▶ _How to complete this task_
From the entries below, copy every line that has the word "plant".

Materials provided Block Start

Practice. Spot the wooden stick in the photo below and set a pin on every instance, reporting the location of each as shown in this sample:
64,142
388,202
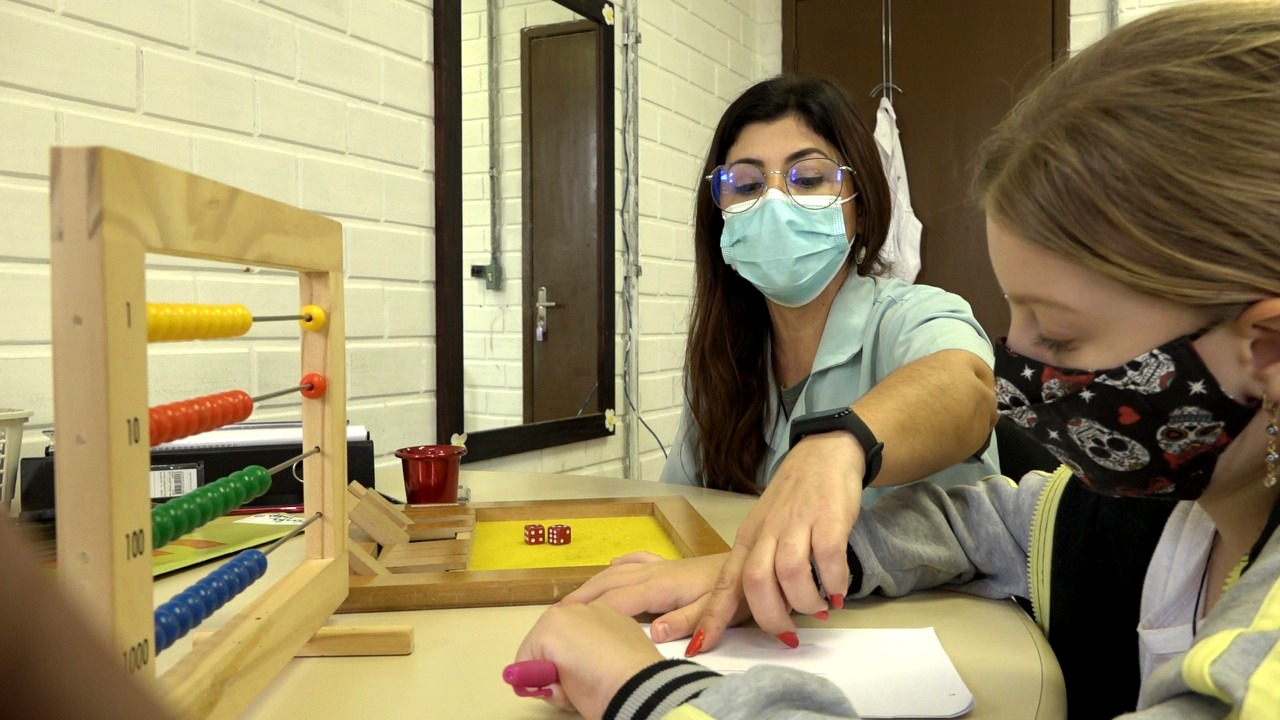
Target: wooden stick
373,520
362,563
344,641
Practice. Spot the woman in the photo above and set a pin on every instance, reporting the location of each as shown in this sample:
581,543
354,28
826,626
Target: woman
1133,205
807,376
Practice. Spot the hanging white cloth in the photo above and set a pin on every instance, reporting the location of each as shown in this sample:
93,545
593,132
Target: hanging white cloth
901,251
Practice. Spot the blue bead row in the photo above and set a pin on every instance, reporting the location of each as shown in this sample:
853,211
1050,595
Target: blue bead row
190,607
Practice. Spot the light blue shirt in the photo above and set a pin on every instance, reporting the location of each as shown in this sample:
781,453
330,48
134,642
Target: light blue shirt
876,326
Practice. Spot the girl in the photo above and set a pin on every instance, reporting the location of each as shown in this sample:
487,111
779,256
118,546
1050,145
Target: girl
1133,205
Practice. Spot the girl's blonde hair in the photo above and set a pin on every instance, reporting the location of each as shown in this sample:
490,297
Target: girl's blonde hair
1153,156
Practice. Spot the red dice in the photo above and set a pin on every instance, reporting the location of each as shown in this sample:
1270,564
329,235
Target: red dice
535,534
558,534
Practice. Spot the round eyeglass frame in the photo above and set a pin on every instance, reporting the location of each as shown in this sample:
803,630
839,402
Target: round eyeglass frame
786,185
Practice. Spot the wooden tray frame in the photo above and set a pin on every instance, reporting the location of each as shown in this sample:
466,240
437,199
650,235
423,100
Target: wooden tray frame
109,210
689,531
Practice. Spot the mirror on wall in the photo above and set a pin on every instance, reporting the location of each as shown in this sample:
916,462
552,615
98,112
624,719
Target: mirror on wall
524,223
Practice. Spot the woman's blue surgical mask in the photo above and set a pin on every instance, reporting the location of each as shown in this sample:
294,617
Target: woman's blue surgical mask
789,253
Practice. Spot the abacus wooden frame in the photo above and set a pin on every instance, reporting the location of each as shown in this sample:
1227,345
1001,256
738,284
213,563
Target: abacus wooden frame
109,210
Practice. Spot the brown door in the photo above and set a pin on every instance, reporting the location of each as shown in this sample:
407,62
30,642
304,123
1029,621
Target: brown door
560,208
960,65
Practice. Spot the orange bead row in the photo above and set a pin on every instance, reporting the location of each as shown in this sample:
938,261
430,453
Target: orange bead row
199,415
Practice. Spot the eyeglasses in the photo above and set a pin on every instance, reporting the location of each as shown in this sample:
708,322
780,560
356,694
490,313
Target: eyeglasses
812,183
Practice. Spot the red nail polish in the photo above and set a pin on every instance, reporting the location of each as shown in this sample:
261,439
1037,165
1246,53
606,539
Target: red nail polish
695,643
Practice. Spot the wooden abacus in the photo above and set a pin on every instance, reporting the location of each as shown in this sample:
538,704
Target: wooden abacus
109,210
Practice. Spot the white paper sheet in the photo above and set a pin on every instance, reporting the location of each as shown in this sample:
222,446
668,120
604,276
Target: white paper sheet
885,673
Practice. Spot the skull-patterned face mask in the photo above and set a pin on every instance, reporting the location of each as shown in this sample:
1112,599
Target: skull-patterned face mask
1151,427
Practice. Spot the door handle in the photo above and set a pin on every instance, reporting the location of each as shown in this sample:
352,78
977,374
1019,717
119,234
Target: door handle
542,304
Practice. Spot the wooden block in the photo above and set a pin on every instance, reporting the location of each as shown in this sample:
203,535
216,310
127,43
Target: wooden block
347,641
379,527
362,563
435,511
437,564
423,550
438,529
380,502
359,534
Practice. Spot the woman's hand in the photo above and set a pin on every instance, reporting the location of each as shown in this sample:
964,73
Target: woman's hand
647,583
808,510
595,651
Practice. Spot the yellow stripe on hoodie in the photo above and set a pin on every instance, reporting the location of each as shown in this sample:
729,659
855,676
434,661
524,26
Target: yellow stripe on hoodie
1262,693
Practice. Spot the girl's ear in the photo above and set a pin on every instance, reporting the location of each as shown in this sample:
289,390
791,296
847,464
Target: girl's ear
1260,324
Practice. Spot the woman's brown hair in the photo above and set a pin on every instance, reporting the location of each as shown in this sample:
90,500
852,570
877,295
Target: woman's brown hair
727,364
1153,156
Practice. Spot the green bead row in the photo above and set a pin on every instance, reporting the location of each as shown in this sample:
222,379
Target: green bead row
186,513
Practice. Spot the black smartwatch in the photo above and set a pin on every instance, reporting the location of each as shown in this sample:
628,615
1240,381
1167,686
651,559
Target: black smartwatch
842,419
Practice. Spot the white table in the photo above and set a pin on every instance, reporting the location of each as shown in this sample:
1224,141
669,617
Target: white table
455,671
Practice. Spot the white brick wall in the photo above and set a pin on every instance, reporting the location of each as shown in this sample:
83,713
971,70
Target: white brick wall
325,104
1091,19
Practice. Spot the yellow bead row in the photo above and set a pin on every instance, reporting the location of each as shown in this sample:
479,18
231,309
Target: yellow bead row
173,322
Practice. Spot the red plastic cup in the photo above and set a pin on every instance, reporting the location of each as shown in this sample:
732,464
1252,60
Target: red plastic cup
430,473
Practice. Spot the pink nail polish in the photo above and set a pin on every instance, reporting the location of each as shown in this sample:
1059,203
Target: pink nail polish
695,643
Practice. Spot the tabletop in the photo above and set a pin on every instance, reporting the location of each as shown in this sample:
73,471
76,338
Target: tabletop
455,670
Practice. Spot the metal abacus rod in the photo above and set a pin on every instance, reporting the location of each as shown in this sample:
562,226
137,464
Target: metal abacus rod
190,607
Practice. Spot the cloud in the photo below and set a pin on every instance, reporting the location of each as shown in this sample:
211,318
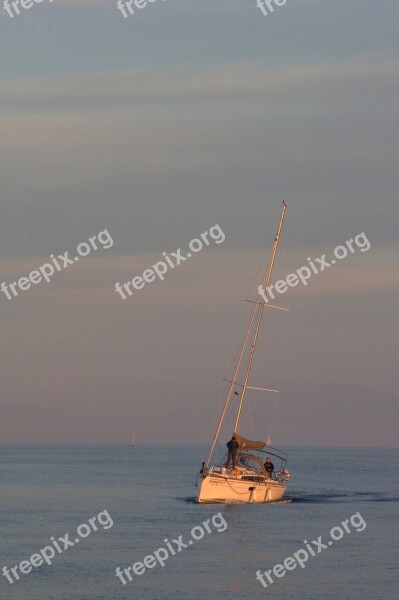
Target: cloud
246,80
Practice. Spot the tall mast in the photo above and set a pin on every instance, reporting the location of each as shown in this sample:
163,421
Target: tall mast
258,303
261,309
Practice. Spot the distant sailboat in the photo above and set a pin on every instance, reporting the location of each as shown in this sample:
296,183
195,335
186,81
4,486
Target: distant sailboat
249,480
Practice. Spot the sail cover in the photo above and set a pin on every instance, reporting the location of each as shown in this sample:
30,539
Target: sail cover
250,444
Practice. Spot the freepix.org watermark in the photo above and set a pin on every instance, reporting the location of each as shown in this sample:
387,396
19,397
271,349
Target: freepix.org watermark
160,556
12,6
46,271
171,260
268,6
301,556
126,6
47,554
317,266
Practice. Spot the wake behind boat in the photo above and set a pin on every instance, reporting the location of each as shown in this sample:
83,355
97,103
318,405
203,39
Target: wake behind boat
245,477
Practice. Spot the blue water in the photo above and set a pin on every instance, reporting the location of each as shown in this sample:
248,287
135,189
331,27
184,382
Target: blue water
149,494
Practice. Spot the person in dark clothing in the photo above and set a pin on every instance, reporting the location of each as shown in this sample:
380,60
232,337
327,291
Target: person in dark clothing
269,467
232,445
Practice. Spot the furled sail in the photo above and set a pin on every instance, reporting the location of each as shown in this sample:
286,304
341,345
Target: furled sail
249,444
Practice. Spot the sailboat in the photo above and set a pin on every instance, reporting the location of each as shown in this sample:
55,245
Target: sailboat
245,478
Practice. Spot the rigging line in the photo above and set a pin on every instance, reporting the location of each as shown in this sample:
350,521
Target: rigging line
283,355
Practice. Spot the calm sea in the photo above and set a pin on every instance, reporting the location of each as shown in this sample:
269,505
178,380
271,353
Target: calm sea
149,494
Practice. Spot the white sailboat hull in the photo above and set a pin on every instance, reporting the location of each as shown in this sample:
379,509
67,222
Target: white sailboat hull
225,489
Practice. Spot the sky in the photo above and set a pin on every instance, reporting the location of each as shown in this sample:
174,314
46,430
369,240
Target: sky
155,128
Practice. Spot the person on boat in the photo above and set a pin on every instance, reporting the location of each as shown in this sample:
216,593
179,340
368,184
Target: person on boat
232,446
269,466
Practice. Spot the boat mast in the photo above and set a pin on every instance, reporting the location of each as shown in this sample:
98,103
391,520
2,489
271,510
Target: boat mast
261,306
265,282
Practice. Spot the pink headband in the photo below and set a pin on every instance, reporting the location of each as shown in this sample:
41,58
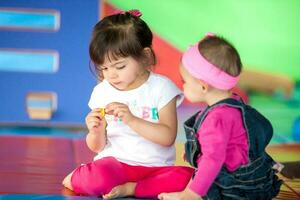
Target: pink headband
201,69
133,12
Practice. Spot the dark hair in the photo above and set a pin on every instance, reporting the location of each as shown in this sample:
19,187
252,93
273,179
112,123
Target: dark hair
221,53
121,35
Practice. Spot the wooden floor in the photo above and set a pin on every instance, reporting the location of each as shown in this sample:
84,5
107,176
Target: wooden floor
37,165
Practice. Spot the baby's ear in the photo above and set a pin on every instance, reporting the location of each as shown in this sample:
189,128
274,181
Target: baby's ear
204,86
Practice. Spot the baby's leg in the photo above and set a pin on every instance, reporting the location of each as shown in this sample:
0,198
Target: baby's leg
96,178
67,181
124,190
165,179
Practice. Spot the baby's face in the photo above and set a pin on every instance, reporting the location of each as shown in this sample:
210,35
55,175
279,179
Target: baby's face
123,73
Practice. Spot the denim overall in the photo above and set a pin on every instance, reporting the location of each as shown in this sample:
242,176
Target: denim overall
257,179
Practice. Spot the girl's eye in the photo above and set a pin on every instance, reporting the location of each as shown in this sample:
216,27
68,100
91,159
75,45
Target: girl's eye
121,67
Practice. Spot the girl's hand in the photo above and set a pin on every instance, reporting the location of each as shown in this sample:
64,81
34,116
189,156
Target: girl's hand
121,111
95,122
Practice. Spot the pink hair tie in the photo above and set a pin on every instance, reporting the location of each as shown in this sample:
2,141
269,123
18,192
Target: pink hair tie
210,34
133,12
203,70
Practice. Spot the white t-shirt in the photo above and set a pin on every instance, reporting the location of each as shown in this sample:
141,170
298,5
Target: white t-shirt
145,102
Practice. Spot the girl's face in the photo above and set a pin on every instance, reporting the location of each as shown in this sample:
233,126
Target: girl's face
124,73
192,87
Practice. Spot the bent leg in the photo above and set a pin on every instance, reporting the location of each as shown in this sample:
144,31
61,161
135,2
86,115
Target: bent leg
98,177
164,179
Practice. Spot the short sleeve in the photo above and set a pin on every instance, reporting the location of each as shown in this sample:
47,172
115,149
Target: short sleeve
96,99
167,91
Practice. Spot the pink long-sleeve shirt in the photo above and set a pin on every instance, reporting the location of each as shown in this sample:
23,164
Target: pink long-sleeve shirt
223,140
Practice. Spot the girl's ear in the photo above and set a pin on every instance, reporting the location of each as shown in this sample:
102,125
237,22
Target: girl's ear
147,58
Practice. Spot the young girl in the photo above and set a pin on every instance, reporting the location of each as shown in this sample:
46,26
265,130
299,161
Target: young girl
226,140
134,141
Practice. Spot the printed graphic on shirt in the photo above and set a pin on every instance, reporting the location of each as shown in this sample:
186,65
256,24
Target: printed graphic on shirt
143,112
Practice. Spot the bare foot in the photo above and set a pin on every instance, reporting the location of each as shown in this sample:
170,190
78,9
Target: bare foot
67,181
124,190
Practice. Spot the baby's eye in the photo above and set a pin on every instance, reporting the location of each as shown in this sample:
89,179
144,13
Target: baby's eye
121,67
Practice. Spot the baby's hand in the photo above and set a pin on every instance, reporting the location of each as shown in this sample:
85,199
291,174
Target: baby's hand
121,111
95,121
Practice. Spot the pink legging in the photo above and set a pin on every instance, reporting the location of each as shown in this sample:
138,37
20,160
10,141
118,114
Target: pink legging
99,177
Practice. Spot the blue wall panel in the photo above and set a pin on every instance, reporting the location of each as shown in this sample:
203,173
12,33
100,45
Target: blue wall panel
73,82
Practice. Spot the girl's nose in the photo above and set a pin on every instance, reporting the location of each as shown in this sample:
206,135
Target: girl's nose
112,74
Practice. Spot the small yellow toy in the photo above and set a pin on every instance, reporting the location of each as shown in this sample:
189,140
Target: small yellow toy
102,112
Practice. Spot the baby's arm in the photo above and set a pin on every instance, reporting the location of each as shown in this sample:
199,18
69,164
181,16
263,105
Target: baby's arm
163,133
96,124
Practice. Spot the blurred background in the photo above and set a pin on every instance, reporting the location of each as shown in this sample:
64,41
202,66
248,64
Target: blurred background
45,80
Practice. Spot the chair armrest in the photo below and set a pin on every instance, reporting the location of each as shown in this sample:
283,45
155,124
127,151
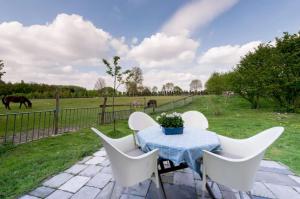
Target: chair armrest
131,170
232,146
234,173
124,144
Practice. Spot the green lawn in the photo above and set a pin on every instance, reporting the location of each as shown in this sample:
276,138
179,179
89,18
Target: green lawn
86,114
49,104
23,167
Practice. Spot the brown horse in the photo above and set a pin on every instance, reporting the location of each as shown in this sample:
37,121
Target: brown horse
16,99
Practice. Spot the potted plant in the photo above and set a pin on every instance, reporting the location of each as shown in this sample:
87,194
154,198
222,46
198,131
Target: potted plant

Materials provided Block End

▶ _Exercise answer_
Practice. Spot the potted plant in the photo above and set a pin on every instance, reporting the location of each as shown in this sample:
Target: potted plant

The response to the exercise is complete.